• _What this task involves_
Copy the entries below exactly, but only from the line containing "Here is an example" through the final line.

• _Records supplied_
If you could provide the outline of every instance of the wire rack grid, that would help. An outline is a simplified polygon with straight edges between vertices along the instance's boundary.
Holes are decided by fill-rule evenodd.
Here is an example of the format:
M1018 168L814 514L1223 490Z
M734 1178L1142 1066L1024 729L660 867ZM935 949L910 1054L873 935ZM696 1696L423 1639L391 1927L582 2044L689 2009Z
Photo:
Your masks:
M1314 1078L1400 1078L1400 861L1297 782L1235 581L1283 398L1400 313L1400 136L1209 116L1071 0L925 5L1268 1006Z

• _Written solution_
Here is an example of the format:
M1018 168L814 514L1223 490Z
M734 1178L1142 1066L1024 729L660 867ZM935 949L910 1054L873 935ZM696 1696L423 1639L391 1927L582 2044L689 2009Z
Photo:
Your masks:
M1314 1078L1400 1078L1400 861L1297 782L1235 581L1283 398L1400 313L1400 136L1209 116L1071 0L925 5L1268 1006Z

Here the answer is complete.